提供テキスト:
>>>

湖西線は、滋賀県長浜市近江塩津駅から琵琶湖の西岸を経由して京都府京都市山科区山科駅に至る西日本旅客鉄道鉄道路線である。(Wikipedia

 

湖西線、なんて名前をつけてよいのだからつくづく琵琶湖というものは圧倒的なシンボル性があるのだと思わされる

日本で1番でかい川に沿って走るしなの鉄道は「川北線」なんて名付けられていないし、そもそも川北・川南なんていう地名もあまり聞いたことがない

おそらくそれは河川のもつ流動的な性格を示しており、川なんてその場でおとなしく留まってシンボル化してくれないのである

 

しかし琵琶湖は圧倒的規模を持って滋賀の真ん中に鎮座する

そしてその規模が日本一であるからこそ湖西線だなんて名付けられたのである

「2位じゃだめなんですか」

絶対にだめだったんです

 

そんな湖西線沿線に住む友人Kがこの年明けにシンガポールへと転勤になる

Kとは大学の学部が同じであった

彼は安曇川に住んでおり、俗に言うAdobe族であった(AdogawaにBeしている)

しかしAdobeのようにPDF化されてしまうような、また流動性の低い琵琶湖のような、そんな人間ではなく、常にアップデートされて会うたびに以前より輝いて見えるような人間であった(偉そうに意見してすみません)

<<<

一覧:

>>>

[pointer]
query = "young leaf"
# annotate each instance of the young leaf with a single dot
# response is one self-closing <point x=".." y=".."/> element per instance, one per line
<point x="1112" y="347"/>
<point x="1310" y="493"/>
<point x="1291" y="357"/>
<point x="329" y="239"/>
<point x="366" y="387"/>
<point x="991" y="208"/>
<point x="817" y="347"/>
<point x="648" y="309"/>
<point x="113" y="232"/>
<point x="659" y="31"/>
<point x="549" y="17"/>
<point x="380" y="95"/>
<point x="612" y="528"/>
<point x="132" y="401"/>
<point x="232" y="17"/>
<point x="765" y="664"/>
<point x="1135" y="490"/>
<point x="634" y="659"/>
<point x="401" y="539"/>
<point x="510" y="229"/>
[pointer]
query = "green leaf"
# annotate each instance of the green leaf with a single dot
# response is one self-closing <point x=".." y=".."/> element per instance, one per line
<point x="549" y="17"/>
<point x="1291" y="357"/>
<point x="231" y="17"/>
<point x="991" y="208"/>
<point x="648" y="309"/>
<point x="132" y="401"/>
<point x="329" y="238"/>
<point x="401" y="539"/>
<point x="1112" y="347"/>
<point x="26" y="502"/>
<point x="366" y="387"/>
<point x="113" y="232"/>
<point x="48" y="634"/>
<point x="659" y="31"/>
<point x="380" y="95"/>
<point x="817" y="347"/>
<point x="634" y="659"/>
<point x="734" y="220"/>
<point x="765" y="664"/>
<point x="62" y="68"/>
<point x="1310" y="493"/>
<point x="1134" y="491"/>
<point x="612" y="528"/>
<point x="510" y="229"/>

<<<

課題:
**a.** 湖西線の文章によると、友人Kはこの年明けにどこへ転勤になるか。
**b.** 湖西線の文章の冒頭の一文に出てくる府県名・市名・区名を、漏れなくすべて挙げよ。
**c.** 湖西線の文章のうち、"そしてその規模が日本一であるからこそ湖西線だなんて名付けられたのである"から"dogawaにBeしている)"までを一字も変えずに書き写せ。

課題ごとの回答:
**a.** シンガポール

**b.** 滋賀県、長浜市、京都府、京都市、山科区

**c.**
そしてその規模が日本一であるからこそ湖西線だなんて名付けられたのである

「2位じゃだめなんですか」

絶対にだめだったんです

 

そんな湖西線沿線に住む友人Kがこの年明けにシンガポールへと転勤になる

Kとは大学の学部が同じであった

彼は安曇川に住んでおり、俗に言うAdobe族であった(AdogawaにBeしている)